(Records from a data source)
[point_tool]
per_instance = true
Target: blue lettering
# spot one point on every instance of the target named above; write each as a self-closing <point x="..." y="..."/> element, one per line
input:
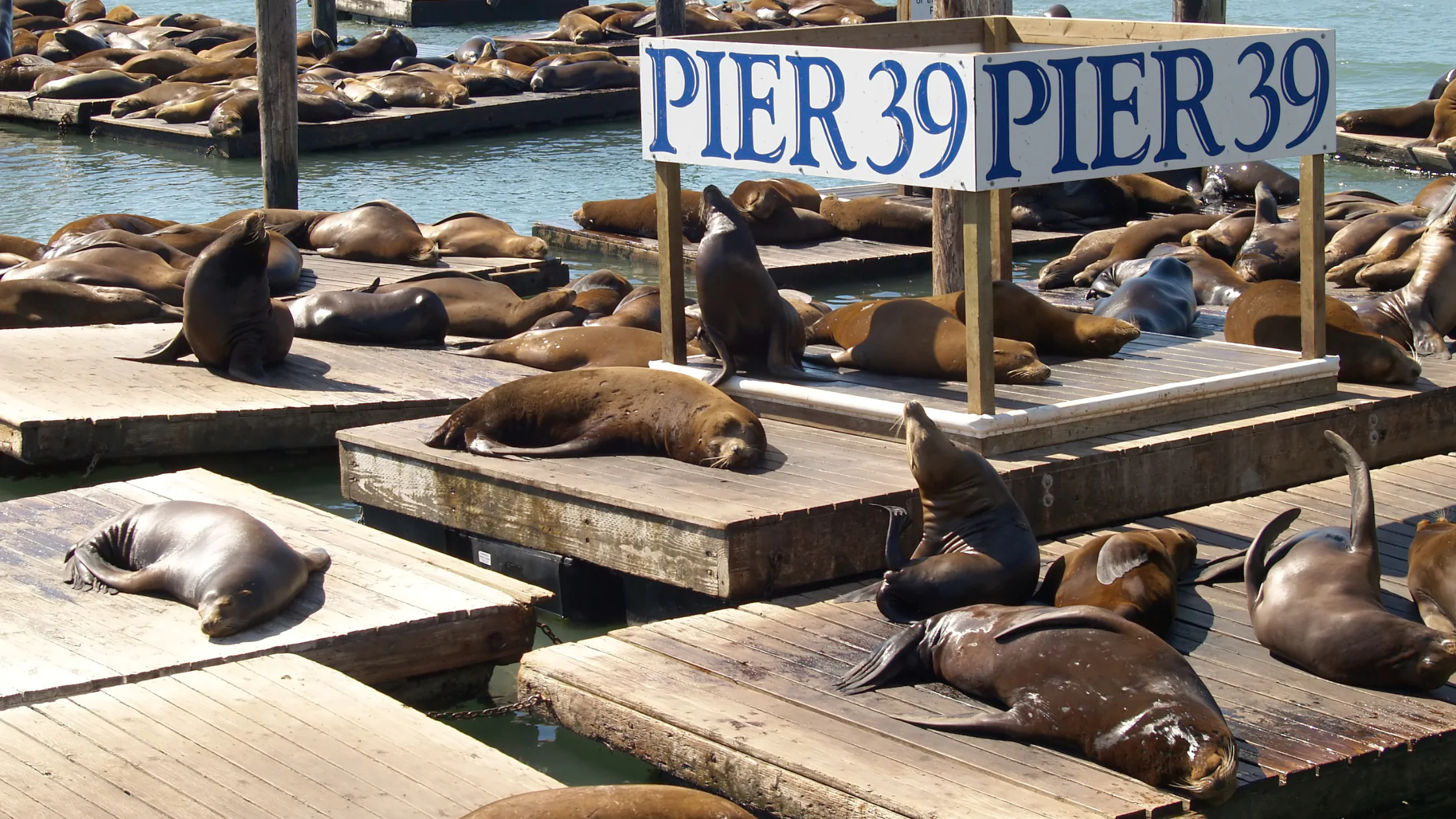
<point x="748" y="104"/>
<point x="1110" y="107"/>
<point x="1001" y="111"/>
<point x="826" y="116"/>
<point x="1168" y="60"/>
<point x="660" y="103"/>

__What to do__. Can you rewrite the listing above as a two-column CSV headed text and answer, with one row for each entry in the listing, every field in double quotes, and line breaks turned into spaces? Leave the pictures out.

__Task solution__.
text,answer
"[point_tool] per_instance = true Target: blue lettering # spot one point on every instance of the target named above; write each as a self-closing <point x=""..."" y=""...""/> element, one per line input:","<point x=""748"" y=""104""/> <point x=""1110"" y=""107""/> <point x=""1001"" y=""111""/> <point x=""826"" y=""116""/> <point x=""1168"" y=""60""/> <point x=""660"" y=""103""/>"